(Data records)
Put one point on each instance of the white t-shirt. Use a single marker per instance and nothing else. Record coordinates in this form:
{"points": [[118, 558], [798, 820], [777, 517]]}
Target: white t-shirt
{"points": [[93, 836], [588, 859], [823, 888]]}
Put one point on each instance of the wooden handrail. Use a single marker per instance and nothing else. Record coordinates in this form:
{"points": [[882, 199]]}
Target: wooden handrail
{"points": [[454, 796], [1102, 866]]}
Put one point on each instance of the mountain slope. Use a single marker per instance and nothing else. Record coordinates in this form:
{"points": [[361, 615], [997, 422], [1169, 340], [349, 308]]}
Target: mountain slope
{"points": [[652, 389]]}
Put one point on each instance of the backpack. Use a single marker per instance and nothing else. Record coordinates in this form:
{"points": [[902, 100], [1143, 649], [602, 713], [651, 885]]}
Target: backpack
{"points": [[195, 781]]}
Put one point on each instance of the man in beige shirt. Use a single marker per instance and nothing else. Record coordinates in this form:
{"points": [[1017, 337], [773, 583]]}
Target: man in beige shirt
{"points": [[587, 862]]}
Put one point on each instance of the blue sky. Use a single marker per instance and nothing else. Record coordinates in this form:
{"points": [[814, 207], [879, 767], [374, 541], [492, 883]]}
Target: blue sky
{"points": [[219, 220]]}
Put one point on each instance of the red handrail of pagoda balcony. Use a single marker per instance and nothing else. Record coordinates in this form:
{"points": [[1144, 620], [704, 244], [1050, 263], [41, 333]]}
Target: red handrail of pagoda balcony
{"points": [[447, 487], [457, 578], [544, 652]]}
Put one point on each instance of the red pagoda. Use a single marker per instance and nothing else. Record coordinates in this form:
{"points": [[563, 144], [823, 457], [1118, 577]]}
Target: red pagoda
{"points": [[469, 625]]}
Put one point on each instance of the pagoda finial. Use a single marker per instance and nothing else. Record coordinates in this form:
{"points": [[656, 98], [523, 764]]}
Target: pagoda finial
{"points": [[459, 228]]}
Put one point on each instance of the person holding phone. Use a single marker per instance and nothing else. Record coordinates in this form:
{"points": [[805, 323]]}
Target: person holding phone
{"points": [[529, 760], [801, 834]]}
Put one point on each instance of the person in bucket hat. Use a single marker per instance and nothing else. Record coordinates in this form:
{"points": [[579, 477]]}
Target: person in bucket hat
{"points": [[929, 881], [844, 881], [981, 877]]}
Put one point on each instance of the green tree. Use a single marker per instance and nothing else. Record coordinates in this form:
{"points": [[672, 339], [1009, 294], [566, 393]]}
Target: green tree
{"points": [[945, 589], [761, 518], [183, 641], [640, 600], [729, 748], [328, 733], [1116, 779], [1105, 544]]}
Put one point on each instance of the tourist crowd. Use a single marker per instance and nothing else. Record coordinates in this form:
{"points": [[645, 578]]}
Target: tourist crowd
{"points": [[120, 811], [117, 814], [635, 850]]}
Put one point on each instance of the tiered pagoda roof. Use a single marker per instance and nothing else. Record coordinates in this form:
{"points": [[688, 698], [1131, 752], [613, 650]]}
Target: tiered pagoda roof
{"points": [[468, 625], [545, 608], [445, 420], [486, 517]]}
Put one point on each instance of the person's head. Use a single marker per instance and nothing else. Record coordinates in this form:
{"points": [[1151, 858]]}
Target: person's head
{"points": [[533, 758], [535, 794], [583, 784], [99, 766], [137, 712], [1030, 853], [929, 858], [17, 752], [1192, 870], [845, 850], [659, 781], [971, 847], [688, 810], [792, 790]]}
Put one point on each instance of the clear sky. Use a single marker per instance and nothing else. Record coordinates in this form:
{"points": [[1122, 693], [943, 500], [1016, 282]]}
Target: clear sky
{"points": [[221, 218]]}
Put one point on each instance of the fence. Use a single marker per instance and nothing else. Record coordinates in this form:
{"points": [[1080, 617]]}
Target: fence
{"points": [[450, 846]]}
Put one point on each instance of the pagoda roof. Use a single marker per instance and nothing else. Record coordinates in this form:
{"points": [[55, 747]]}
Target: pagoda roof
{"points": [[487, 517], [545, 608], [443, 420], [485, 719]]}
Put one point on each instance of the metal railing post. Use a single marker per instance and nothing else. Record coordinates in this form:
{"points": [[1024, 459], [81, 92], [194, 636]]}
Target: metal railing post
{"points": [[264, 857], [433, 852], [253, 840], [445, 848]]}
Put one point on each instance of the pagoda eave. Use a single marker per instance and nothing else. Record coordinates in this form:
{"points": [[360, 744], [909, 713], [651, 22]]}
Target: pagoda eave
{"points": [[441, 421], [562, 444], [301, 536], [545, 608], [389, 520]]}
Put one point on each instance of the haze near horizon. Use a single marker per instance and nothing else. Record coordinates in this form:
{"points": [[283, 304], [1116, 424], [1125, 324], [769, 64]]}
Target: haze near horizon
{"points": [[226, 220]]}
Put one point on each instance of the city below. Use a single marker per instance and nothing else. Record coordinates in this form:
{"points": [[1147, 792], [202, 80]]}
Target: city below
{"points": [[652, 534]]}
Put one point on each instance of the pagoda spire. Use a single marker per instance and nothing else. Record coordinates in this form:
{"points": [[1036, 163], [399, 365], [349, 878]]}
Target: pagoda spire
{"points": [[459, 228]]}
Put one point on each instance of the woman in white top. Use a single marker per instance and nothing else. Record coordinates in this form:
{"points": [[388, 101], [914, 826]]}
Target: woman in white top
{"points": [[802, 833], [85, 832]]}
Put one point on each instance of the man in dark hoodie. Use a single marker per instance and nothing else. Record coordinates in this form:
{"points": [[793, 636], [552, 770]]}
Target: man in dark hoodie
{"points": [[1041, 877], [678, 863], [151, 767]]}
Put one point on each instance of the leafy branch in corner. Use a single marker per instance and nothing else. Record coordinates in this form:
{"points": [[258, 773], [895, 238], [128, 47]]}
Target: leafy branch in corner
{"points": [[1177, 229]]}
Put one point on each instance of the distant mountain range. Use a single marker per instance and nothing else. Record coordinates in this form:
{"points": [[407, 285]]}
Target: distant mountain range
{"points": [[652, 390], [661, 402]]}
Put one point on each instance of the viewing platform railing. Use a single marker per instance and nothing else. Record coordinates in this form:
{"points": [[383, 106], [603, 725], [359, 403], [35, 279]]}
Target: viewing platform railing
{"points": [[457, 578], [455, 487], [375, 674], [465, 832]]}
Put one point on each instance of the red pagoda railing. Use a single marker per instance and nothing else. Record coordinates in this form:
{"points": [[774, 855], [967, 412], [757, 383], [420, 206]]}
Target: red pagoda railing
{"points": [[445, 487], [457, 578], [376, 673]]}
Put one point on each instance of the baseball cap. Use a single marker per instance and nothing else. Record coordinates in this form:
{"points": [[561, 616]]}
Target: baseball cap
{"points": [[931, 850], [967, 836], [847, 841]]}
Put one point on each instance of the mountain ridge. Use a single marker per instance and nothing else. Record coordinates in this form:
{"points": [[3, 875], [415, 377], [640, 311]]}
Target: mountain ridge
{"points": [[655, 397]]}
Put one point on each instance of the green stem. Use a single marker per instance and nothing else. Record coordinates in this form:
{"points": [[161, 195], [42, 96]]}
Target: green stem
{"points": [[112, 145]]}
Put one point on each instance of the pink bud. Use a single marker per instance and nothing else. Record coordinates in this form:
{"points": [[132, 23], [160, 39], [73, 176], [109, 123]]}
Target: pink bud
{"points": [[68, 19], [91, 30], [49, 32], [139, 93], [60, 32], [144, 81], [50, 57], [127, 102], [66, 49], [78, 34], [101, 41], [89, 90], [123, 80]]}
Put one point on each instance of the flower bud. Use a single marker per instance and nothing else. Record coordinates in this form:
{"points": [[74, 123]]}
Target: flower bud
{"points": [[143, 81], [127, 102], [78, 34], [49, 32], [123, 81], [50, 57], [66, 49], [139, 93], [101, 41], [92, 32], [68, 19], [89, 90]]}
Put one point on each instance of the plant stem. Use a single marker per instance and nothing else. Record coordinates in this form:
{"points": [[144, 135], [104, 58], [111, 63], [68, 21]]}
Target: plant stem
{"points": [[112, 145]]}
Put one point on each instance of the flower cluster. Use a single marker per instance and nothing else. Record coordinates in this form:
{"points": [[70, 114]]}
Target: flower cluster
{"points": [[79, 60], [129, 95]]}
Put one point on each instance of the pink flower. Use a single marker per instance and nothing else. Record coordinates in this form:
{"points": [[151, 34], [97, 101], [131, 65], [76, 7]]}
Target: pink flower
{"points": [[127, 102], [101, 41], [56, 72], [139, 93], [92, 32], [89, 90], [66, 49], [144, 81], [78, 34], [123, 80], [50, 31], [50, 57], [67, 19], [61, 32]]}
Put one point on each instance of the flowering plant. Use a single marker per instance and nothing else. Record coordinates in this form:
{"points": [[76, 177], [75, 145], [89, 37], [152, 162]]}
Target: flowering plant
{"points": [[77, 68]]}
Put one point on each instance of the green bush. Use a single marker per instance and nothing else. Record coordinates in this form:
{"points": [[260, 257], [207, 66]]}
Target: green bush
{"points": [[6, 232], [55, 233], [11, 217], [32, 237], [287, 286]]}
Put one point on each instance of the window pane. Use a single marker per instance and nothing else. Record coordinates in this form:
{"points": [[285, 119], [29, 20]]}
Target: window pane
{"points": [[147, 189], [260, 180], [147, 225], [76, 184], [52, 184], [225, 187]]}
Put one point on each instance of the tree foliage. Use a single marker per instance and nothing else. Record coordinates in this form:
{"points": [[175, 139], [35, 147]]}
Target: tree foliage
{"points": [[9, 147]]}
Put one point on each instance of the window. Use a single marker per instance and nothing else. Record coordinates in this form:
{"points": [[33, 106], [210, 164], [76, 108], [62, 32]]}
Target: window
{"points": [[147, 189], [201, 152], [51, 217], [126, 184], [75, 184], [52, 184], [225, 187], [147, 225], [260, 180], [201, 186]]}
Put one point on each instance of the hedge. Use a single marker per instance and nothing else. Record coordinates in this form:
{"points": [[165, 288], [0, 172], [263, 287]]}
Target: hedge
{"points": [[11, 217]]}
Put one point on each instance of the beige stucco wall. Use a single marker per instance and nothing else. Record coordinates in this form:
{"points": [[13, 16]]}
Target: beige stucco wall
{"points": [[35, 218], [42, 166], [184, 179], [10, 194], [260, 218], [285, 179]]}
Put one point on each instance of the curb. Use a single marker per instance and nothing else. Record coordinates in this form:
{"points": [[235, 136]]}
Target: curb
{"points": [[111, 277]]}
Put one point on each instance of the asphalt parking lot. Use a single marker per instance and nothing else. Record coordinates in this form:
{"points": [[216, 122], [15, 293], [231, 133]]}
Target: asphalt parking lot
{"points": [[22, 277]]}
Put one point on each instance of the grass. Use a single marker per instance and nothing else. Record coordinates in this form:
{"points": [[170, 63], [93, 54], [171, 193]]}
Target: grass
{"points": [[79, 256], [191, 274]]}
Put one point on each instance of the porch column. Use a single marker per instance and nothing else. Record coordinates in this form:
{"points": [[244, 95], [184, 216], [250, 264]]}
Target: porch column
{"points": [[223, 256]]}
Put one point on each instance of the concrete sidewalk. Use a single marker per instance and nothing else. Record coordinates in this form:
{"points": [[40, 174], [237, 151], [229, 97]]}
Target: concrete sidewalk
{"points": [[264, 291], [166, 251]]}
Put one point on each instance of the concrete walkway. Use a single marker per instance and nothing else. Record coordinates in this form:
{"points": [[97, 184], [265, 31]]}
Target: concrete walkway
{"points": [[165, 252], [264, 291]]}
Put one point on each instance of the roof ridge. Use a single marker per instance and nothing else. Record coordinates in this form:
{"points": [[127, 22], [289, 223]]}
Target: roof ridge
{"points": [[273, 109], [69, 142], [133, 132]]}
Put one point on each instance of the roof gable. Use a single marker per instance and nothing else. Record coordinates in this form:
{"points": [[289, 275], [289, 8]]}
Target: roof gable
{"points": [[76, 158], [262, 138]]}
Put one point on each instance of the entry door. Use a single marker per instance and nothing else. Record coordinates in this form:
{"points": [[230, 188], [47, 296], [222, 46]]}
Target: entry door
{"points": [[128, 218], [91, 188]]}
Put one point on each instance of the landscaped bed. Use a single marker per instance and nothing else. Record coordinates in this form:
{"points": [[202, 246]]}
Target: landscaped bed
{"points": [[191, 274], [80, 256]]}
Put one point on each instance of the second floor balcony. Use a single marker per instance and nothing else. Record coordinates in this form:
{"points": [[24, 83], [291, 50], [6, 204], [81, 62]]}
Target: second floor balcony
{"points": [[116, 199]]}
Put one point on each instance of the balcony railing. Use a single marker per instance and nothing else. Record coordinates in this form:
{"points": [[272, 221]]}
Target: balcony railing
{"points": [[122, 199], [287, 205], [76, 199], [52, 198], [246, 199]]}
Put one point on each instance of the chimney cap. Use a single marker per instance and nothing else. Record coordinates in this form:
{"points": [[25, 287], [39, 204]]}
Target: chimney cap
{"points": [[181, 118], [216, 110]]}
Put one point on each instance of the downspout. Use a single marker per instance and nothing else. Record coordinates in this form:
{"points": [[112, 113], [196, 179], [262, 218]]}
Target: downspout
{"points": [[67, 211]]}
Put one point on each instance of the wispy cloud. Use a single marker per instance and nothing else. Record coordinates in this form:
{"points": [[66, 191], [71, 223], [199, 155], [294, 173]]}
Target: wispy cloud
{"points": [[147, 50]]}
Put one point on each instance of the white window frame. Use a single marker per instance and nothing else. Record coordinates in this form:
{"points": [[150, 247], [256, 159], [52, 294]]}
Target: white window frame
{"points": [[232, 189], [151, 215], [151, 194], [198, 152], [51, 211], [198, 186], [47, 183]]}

The task
Using the data above, transcribe the lines that run from the line with "Put one point on each instance of the roof gable." to the line with "Put one point on each instance of the landscaped", both ends kept, and output nothing else.

Output for this exercise
Put one point on each instance of the roof gable. Use a single marker per instance and nothing else. Record coordinates in this form:
{"points": [[289, 275], [289, 8]]}
Target: roof gable
{"points": [[76, 158], [262, 138]]}
Put one point on each instance of the entry door. Use a single marker per instance and nothing else. Record coordinates in this form:
{"points": [[230, 188], [47, 296], [222, 46]]}
Target: entry door
{"points": [[128, 218], [91, 188]]}
Put one point on each instance of the landscaped bed. Use a single marker per instance and nothing else. Record coordinates in this form:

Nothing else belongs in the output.